START DOCUMENT EXCERPT

Posted 4 April 2025, 4:34 pm EST - Updated 4 April 2025, 4:39 pm EST
Hi, Having a problem when importing files, we are getting a different character code for the space sometimes when importing a cell with space.
Most of the time we are getting **Standard Space (ASCII 32 / Hex 20) **(represented by this screen shot of Word with the symbols enabled)1)
George
But some times we are encountering this: Non-breaking Space (Unicode U+00A0 / Hex A0): (2) :
-
Standard Space (ASCII 32 / Hex 20): This is the most common representation of a space character. It is used in most text and data processing scenarios.
-
Non-breaking Space (Unicode U+00A0 / Hex A0): This is a special space character that prevents line breaks at its position. It is often used in formatting to keep elements together on the same line.
We’d like all spaces converted to the regular space because it makes it easeir to parse upstream in our system program that runs on C.
Looking into this further… there are about 15 total different types of “space” characters your could run into:
1. Standard Space (ASCII 32 / Hex 20): The regular space character used in most text. 2. Non-breaking Space (Unicode U+00A0 / Hex A0): Prevents line breaks at its position. 3. En Space (Unicode U+2002): A space that is roughly the width of a lowercase "n". 4. Em Space (Unicode U+2003): A space that is roughly the width of a lowercase "m". 5. Three-per-em Space (Unicode U+2004): One-third of an em space. 6. Four-per-em Space (Unicode U+2005): One-fourth of an em space. 7. Six-per-em Space (Unicode U+2006): One-sixth of an em space. 8. Figure Space (Unicode U+2007): The same width as a digit. 9. Punctuation Space (Unicode U+2008): The same width as a period. 10. Thin Space (Unicode U+2009): Thinner than a standard space. 11. Hair Space (Unicode U+200A): Even thinner than a thin space. 12. Zero Width Space (Unicode U+200B): No width, used for word boundaries. 13. Narrow No-break Space (Unicode U+202F): A narrow version of the non-breaking space. 14. Medium Mathematical Space (Unicode U+205F): Used in mathematical notation. 15. Ideographic Space (Unicode U+3000): The width of an ideographic character.

END DOCUMENT EXCERPT
START ENTRIES SHOWN

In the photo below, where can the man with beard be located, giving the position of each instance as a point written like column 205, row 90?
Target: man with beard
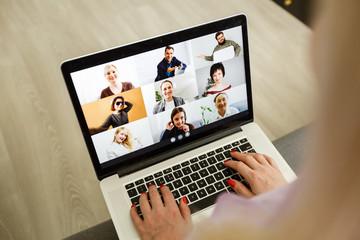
column 222, row 43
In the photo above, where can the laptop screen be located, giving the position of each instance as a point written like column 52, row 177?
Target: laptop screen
column 151, row 97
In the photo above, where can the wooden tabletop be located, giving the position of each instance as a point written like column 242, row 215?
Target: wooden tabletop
column 48, row 187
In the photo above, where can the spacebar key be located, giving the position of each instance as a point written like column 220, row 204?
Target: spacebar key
column 204, row 203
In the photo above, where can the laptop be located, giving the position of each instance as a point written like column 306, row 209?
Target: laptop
column 138, row 134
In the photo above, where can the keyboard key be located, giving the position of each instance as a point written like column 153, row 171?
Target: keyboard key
column 183, row 191
column 244, row 140
column 193, row 197
column 210, row 179
column 212, row 169
column 168, row 170
column 186, row 170
column 219, row 150
column 138, row 182
column 132, row 192
column 218, row 176
column 204, row 164
column 186, row 180
column 141, row 189
column 201, row 157
column 193, row 187
column 177, row 184
column 148, row 178
column 130, row 185
column 220, row 166
column 201, row 183
column 245, row 147
column 201, row 193
column 212, row 153
column 176, row 167
column 160, row 181
column 187, row 163
column 178, row 174
column 195, row 176
column 220, row 157
column 210, row 189
column 195, row 167
column 169, row 177
column 203, row 172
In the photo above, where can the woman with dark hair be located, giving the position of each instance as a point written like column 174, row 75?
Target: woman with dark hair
column 217, row 73
column 119, row 116
column 177, row 125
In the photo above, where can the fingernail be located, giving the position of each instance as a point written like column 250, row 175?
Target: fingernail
column 231, row 183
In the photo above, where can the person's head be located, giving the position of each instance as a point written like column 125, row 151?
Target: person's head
column 123, row 136
column 117, row 102
column 111, row 73
column 217, row 72
column 178, row 117
column 220, row 101
column 220, row 38
column 166, row 88
column 169, row 53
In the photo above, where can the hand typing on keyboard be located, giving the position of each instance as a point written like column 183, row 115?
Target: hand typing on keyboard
column 162, row 220
column 259, row 170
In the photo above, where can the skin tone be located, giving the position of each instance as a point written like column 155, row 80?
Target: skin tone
column 120, row 137
column 218, row 79
column 111, row 74
column 167, row 91
column 221, row 104
column 169, row 54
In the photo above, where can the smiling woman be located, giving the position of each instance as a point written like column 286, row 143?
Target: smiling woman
column 116, row 86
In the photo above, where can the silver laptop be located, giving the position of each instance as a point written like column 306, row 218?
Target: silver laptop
column 138, row 133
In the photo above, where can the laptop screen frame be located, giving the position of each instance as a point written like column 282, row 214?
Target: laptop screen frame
column 205, row 135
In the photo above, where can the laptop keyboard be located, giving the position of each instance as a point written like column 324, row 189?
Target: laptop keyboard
column 200, row 179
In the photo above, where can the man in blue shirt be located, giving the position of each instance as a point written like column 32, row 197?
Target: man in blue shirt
column 166, row 68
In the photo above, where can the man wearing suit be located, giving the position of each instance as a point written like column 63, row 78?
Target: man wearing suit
column 166, row 68
column 169, row 101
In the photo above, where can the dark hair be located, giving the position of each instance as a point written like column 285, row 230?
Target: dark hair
column 215, row 67
column 112, row 108
column 165, row 82
column 169, row 47
column 217, row 34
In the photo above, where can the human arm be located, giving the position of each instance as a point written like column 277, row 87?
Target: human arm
column 259, row 170
column 162, row 220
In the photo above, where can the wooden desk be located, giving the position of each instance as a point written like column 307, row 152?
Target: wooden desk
column 48, row 187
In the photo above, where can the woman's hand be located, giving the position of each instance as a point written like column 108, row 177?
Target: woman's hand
column 259, row 170
column 169, row 125
column 162, row 220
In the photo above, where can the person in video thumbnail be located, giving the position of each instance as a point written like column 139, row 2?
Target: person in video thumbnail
column 116, row 86
column 119, row 116
column 177, row 125
column 222, row 43
column 169, row 101
column 217, row 74
column 166, row 68
column 223, row 110
column 123, row 143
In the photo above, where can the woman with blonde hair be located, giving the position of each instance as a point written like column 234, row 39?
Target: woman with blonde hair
column 323, row 203
column 123, row 143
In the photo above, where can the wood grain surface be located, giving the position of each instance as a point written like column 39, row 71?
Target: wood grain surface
column 48, row 187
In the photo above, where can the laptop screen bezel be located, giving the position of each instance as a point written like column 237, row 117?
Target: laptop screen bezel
column 207, row 133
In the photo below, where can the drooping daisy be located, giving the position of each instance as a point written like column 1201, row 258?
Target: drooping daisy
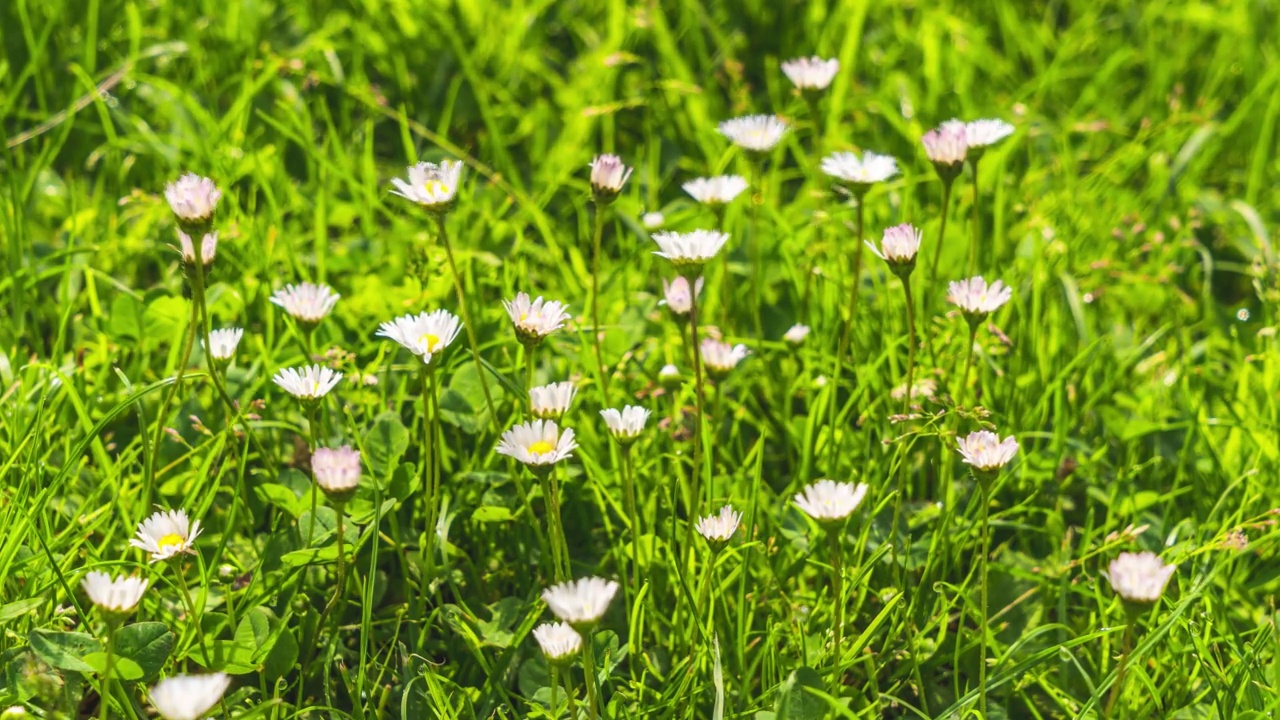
column 828, row 501
column 859, row 173
column 718, row 529
column 810, row 73
column 193, row 199
column 1139, row 577
column 625, row 424
column 337, row 472
column 976, row 299
column 425, row 335
column 188, row 697
column 560, row 642
column 309, row 383
column 551, row 401
column 432, row 186
column 538, row 443
column 535, row 319
column 757, row 133
column 718, row 190
column 118, row 596
column 580, row 602
column 167, row 533
column 306, row 302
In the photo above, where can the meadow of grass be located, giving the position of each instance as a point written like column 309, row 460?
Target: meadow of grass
column 1137, row 363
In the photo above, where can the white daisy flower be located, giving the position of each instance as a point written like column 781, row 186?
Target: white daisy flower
column 689, row 251
column 758, row 133
column 223, row 342
column 306, row 302
column 976, row 299
column 796, row 335
column 828, row 501
column 580, row 602
column 167, row 533
column 535, row 319
column 425, row 335
column 192, row 199
column 188, row 697
column 627, row 424
column 551, row 401
column 718, row 529
column 337, row 472
column 117, row 596
column 810, row 73
column 1139, row 577
column 432, row 186
column 309, row 383
column 718, row 190
column 538, row 443
column 560, row 642
column 986, row 452
column 860, row 172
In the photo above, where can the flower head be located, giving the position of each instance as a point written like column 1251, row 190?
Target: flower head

END ENTRIES SHOWN

__WHAT IS EXPECTED__. Copy verbatim the portion of the forum post about space characters, found above, that begins at the words "Most of the" and stops after the words "that runs on C.".

__COMPLETED EXERCISE__.
Most of the time we are getting **Standard Space (ASCII 32 / Hex 20) **(represented by this screen shot of Word with the symbols enabled)1)
George
But some times we are encountering this: Non-breaking Space (Unicode U+00A0 / Hex A0): (2) :
-
Standard Space (ASCII 32 / Hex 20): This is the most common representation of a space character. It is used in most text and data processing scenarios.
-
Non-breaking Space (Unicode U+00A0 / Hex A0): This is a special space character that prevents line breaks at its position. It is often used in formatting to keep elements together on the same line.
We’d like all spaces converted to the regular space because it makes it easeir to parse upstream in our system program that runs on C.